-- START OF Quoted text --

- DVD cover for "Brave as they can Be!"
- Also known as: Pocket Dragons Adventures Pocket Dragons (Spanish)
- Genre: Children's adventure Animation Fantasy
- Created by: Real Musgrave (original characters)
- Developed by: Craig Miller Marv Wolfman
- Directed by: Antoni D'Ocón (earlier episodes) Kurt Weldon (later episodes)
- Starring: Ian James Corlett Jason Gray-Stanford Sam Vincent Kathleen Barr Tabitha St. Germain Venus Terzo Terry Klassen Christopher Gaze Robert O. Smith Saffron Henderson
- Theme music composer: Matt McGuire Sandy Howell Laura Cerdan (Spanish)
- Composer: Matt McGuire
- Countries of origin: Spain United States
- Original languages: Spanish English
- No. of seasons: 2
- No. of episodes: 52 (104 segments)

Production
- Executive producers: Antoni D'Ocón Craig Miller Marv Wolfman Kaaren Lee Brown Andy Heyward Robby London Michael Maliani
- Producers: Antoni D'Ocón (earlier episodes) Kurt Weldon (later episodes)

-- END OF Quoted text --
-- START OF Stored records --

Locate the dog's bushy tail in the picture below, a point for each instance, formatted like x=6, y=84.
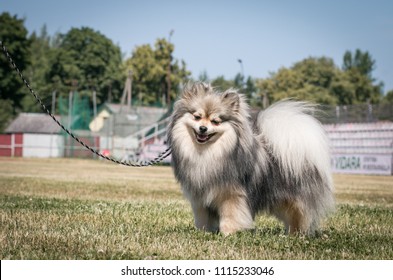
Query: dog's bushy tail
x=299, y=143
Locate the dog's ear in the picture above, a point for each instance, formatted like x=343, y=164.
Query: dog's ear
x=232, y=99
x=191, y=90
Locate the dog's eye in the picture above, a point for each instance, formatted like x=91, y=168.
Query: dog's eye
x=216, y=122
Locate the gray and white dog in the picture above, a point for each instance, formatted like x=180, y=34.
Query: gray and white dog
x=230, y=167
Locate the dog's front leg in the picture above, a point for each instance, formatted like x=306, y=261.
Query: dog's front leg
x=204, y=217
x=234, y=214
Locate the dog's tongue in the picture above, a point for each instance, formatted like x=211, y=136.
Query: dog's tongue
x=202, y=137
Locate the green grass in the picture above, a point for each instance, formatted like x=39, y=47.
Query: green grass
x=80, y=209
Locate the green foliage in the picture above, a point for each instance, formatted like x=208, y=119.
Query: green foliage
x=150, y=68
x=13, y=34
x=36, y=73
x=320, y=80
x=86, y=60
x=362, y=62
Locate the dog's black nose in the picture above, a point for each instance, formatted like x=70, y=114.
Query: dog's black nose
x=202, y=129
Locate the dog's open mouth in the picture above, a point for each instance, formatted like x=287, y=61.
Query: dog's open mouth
x=203, y=138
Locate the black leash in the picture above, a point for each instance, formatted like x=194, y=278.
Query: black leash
x=158, y=159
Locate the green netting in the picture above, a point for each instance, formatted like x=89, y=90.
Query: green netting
x=80, y=115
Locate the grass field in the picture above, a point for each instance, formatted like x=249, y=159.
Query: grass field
x=84, y=209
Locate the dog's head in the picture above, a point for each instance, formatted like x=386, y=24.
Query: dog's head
x=208, y=115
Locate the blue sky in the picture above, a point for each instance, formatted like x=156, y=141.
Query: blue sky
x=212, y=35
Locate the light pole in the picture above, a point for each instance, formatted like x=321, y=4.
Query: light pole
x=242, y=72
x=168, y=77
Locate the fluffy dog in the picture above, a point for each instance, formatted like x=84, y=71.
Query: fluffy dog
x=230, y=167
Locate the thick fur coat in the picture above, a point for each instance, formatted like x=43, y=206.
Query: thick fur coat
x=231, y=167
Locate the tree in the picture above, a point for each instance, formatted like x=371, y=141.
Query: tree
x=150, y=67
x=36, y=73
x=321, y=81
x=87, y=60
x=358, y=68
x=362, y=62
x=13, y=35
x=309, y=79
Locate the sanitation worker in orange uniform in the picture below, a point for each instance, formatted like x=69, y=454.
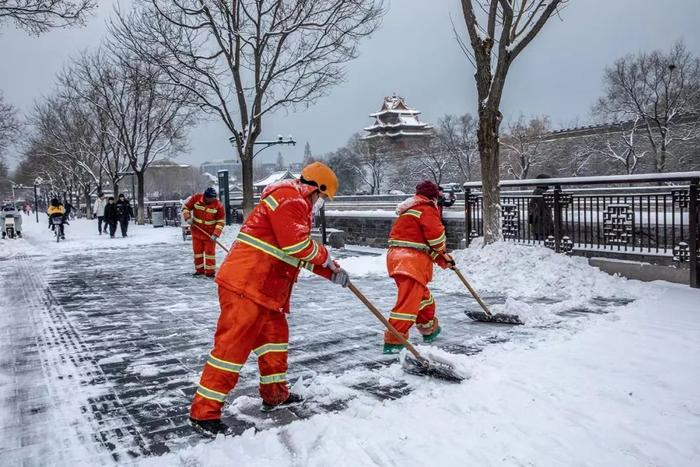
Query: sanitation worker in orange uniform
x=255, y=283
x=417, y=240
x=207, y=217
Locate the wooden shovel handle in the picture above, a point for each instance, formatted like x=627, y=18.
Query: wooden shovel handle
x=386, y=323
x=205, y=232
x=471, y=290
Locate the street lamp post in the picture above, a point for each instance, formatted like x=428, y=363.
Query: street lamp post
x=266, y=144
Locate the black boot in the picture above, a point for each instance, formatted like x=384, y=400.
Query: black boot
x=210, y=428
x=292, y=399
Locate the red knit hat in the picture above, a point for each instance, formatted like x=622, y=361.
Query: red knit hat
x=428, y=189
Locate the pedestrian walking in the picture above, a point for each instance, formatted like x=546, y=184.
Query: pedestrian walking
x=446, y=201
x=416, y=241
x=124, y=213
x=539, y=215
x=99, y=211
x=207, y=216
x=255, y=283
x=111, y=216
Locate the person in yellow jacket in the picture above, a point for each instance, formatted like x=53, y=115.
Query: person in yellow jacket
x=56, y=210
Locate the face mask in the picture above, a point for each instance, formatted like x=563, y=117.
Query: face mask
x=318, y=205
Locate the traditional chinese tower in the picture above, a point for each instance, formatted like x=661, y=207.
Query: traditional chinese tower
x=397, y=124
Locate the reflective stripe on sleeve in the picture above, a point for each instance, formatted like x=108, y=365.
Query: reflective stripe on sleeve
x=407, y=244
x=276, y=378
x=296, y=248
x=271, y=202
x=426, y=302
x=267, y=248
x=438, y=240
x=402, y=316
x=412, y=212
x=313, y=253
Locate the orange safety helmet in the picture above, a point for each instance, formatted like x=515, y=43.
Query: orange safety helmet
x=320, y=175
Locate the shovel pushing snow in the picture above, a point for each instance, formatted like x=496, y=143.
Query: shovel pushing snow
x=485, y=316
x=415, y=364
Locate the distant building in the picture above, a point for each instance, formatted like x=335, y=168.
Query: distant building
x=166, y=179
x=295, y=167
x=397, y=124
x=232, y=165
x=260, y=185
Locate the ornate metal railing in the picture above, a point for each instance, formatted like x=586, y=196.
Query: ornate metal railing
x=658, y=220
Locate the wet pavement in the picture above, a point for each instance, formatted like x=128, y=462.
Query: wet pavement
x=131, y=328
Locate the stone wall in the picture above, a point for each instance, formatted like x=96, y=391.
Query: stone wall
x=374, y=230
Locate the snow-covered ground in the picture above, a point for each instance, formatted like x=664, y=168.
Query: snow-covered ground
x=102, y=341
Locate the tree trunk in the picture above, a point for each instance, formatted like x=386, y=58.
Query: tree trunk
x=489, y=121
x=247, y=177
x=88, y=204
x=661, y=167
x=141, y=198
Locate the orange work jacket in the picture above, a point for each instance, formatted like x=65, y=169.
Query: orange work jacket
x=416, y=240
x=209, y=217
x=273, y=245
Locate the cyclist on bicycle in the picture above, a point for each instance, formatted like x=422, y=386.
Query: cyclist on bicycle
x=56, y=210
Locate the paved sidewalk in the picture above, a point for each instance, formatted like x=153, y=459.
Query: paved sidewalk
x=103, y=349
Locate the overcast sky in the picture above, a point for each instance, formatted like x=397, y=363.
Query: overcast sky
x=415, y=55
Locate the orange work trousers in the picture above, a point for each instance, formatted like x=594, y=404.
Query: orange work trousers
x=414, y=304
x=204, y=255
x=243, y=326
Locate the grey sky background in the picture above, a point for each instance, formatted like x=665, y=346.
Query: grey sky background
x=415, y=55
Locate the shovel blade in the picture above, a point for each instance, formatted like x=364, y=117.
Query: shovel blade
x=430, y=368
x=498, y=318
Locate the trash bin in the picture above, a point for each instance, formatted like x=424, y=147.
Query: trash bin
x=157, y=216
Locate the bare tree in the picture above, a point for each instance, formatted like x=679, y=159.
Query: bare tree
x=659, y=90
x=619, y=147
x=150, y=116
x=522, y=145
x=62, y=135
x=457, y=136
x=38, y=16
x=374, y=162
x=10, y=125
x=505, y=28
x=244, y=59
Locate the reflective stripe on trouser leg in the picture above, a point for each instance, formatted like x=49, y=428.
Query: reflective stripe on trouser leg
x=426, y=322
x=237, y=333
x=209, y=258
x=271, y=348
x=405, y=311
x=198, y=251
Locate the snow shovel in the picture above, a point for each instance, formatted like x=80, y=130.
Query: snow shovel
x=485, y=316
x=205, y=232
x=415, y=364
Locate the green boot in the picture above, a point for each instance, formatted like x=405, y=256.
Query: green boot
x=433, y=336
x=392, y=348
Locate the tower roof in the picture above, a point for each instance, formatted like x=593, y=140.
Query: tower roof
x=396, y=119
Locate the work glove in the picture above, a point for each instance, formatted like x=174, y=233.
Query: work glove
x=341, y=277
x=332, y=264
x=446, y=261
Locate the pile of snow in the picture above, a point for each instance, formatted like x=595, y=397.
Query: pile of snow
x=536, y=282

-- END OF Stored records --

- **Brief**
Reproduce the whole Pocket Dragons Adventures listing word for word. The items that come after the text were taken from a different source.

- **Finished exercise**
- DVD cover for "Brave as they can Be!"
- Also known as: Pocket Dragons Adventures Pocket Dragons (Spanish)
- Genre: Children's adventure Animation Fantasy
- Created by: Real Musgrave (original characters)
- Developed by: Craig Miller Marv Wolfman
- Directed by: Antoni D'Ocón (earlier episodes) Kurt Weldon (later episodes)
- Starring: Ian James Corlett Jason Gray-Stanford Sam Vincent Kathleen Barr Tabitha St. Germain Venus Terzo Terry Klassen Christopher Gaze Robert O. Smith Saffron Henderson
- Theme music composer: Matt McGuire Sandy Howell Laura Cerdan (Spanish)
- Composer: Matt McGuire
- Countries of origin: Spain United States
- Original languages: Spanish English
- No. of seasons: 2
- No. of episodes: 52 (104 segments)

Production
- Executive producers: Antoni D'Ocón Craig Miller Marv Wolfman Kaaren Lee Brown Andy Heyward Robby London Michael Maliani
- Producers: Antoni D'Ocón (earlier episodes) Kurt Weldon (later episodes)